**SELECTED PASSAGE**.
Another year, another budget that singles out foreign aid for cuts. This year, future growth of the aid budget has been reduced by $303 million, with that money redirected toward ‘other priorities’. These reductions come on top of past cuts to the aid budget, which has declined in real terms by over 30% since the Coalition came to power.

The government claims to be supportive of a strong aid program. But how can that be if it keeps cutting foreign aid in order to spend money in other areas? How to explain the most recent diversion of funding?

It is clear that there is a consensus within the Coalition party room that Australia’s foreign aid program should be assigned a lower priority and given less resources. What is behind such thinking?

Below I list the three most commonly made arguments for lowering the foreign aid budget, and explain why these arguments are fundamentally flawed. I conclude with my own sombre conclusion as to why I think foreign aid has been targeted (yet again).

  1. The budget emergency

The rationale first given by the Coalition government for cutting the aid program was that Australia’s budget was in crisis. The narrative was that too much spending by the previous government had forced the Abbott government to take drastic action. Foreign aid had to play its part.

That argument has been made again and again by the Coalition.

Julie Bishop, speaking at the Australasian Aid Conference in 2014, stated that:

“Now we have had to make some pretty tough decisions this year. We inherited a deteriorating budget from the previous government – cumulative deficits of $123 billion…. So the government was borrowing from overseas to pay our bills and our aid program – borrow overseas to send overseas.

So we have to get our budget under control, and this means that the aid program, like every other government program, had to be put on sustainable footing. Our domestic budget outlook meant that I had little choice but to reduce this year’s aid budget and I did so by reducing it by about $100 million over last year.”

**INFORMATION PROVIDED**.
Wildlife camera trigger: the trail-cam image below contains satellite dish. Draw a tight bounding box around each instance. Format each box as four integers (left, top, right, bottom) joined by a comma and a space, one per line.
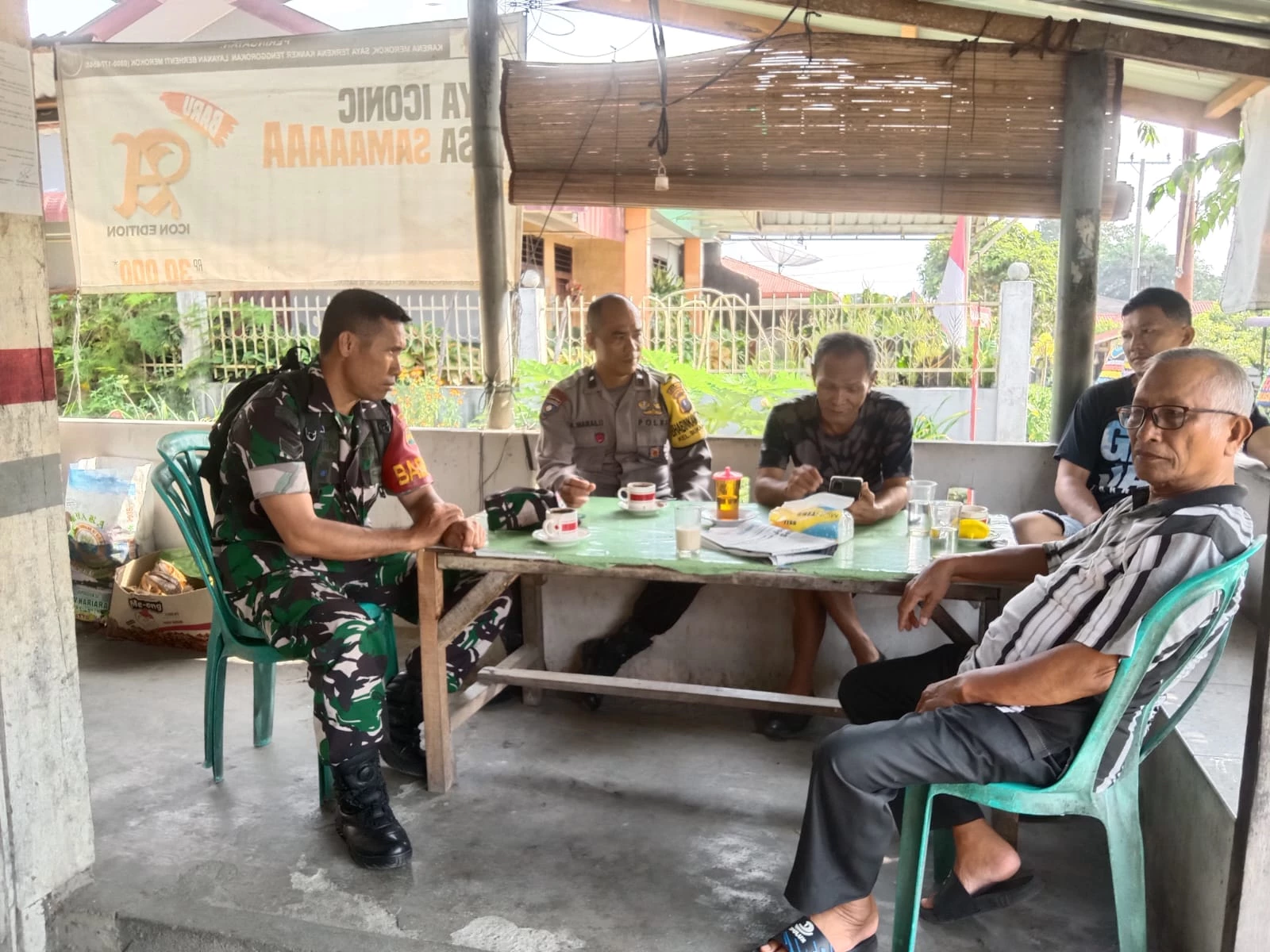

**REQUIRED TASKS**.
1 – List every dollar amount that appears in the article on Australia's foreign aid budget.
2 – According to the article on Australia's foreign aid budget, at what event did Julie Bishop speak in 2014?
3 – In the article on Australia's foreign aid budget, what reason does Julie Bishop give for reducing that year's aid budget?

**SOLUTION LIST**.
1 –
- $303 million
- $123 billion
- $100 million

2 – The Australasian Aid Conference.

3 – She says the government inherited a deteriorating budget with cumulative deficits of $123 billion and was borrowing from overseas to pay its bills and its aid program. The aid program therefore had to be put on a sustainable footing like every other government program, and the domestic budget outlook left her little choice but to cut it.